◆ **What is expected**: Each record must be retyped in full. No character may differ.

◆ **Supplied material**:
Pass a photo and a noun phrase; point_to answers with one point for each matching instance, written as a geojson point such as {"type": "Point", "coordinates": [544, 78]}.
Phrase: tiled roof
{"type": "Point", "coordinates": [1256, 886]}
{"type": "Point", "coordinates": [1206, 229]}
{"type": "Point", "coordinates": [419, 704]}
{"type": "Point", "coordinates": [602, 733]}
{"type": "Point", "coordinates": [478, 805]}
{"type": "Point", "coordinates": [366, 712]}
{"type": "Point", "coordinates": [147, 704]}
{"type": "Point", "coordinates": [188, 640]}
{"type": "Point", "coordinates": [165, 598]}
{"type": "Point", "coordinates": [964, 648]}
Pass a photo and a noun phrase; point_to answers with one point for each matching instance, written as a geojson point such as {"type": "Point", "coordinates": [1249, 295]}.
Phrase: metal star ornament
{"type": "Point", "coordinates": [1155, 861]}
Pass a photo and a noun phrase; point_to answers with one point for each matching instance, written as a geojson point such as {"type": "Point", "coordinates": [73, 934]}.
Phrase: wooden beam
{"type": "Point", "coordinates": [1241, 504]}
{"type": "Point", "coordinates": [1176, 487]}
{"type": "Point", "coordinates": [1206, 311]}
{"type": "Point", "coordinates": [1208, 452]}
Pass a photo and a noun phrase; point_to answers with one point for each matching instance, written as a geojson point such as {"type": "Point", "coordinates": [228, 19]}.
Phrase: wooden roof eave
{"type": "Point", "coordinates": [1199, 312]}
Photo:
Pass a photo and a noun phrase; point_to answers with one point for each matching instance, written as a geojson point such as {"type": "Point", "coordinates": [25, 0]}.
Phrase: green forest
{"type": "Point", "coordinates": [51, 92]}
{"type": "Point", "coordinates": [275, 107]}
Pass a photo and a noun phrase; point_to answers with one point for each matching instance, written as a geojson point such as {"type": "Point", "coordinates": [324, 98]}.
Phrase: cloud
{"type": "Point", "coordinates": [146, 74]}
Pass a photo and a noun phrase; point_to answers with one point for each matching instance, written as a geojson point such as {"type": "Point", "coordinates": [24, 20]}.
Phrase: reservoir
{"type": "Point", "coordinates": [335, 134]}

◆ **Solution to this problem**:
Pass a photo and a noun phrase; point_to answers with one point for each matching instance, written as a geojson point such as {"type": "Point", "coordinates": [544, 78]}.
Phrase: tiled roof
{"type": "Point", "coordinates": [1256, 886]}
{"type": "Point", "coordinates": [1206, 229]}
{"type": "Point", "coordinates": [419, 704]}
{"type": "Point", "coordinates": [602, 733]}
{"type": "Point", "coordinates": [478, 805]}
{"type": "Point", "coordinates": [366, 712]}
{"type": "Point", "coordinates": [147, 704]}
{"type": "Point", "coordinates": [188, 640]}
{"type": "Point", "coordinates": [165, 598]}
{"type": "Point", "coordinates": [964, 648]}
Pass a photo and a noun phrase; point_to answers with one point for each matching instance, written as a geojson point such as {"type": "Point", "coordinates": [1249, 295]}.
Phrase: metal star ornament
{"type": "Point", "coordinates": [1155, 861]}
Pass a photo and a noun phrase; point_to answers with one point for each matching instance, written as a geojson point such as {"type": "Point", "coordinates": [73, 934]}.
Phrase: wooden beam
{"type": "Point", "coordinates": [1241, 504]}
{"type": "Point", "coordinates": [1176, 487]}
{"type": "Point", "coordinates": [1206, 311]}
{"type": "Point", "coordinates": [1208, 452]}
Pass a photo and a noun phrase; point_to answers with one point for each matching instance, written as a geojson point such as {"type": "Point", "coordinates": [228, 19]}.
Phrase: wooden roof eave
{"type": "Point", "coordinates": [1199, 312]}
Photo:
Pass a photo and a noun phrase; point_to answers with one point for each matching instance, written as a geojson point such as {"type": "Point", "coordinates": [25, 0]}.
Phrase: green forest
{"type": "Point", "coordinates": [51, 92]}
{"type": "Point", "coordinates": [275, 107]}
Pass a photo and a noun phrase; point_to answers with one point for each matching instance, written as a geojson point such as {"type": "Point", "coordinates": [324, 98]}.
Phrase: cloud
{"type": "Point", "coordinates": [146, 74]}
Pass a photo and a noun phrase; point_to answers with one point for each matching instance, written as a geojson point such as {"type": "Point", "coordinates": [24, 20]}.
Phrase: reservoir
{"type": "Point", "coordinates": [335, 134]}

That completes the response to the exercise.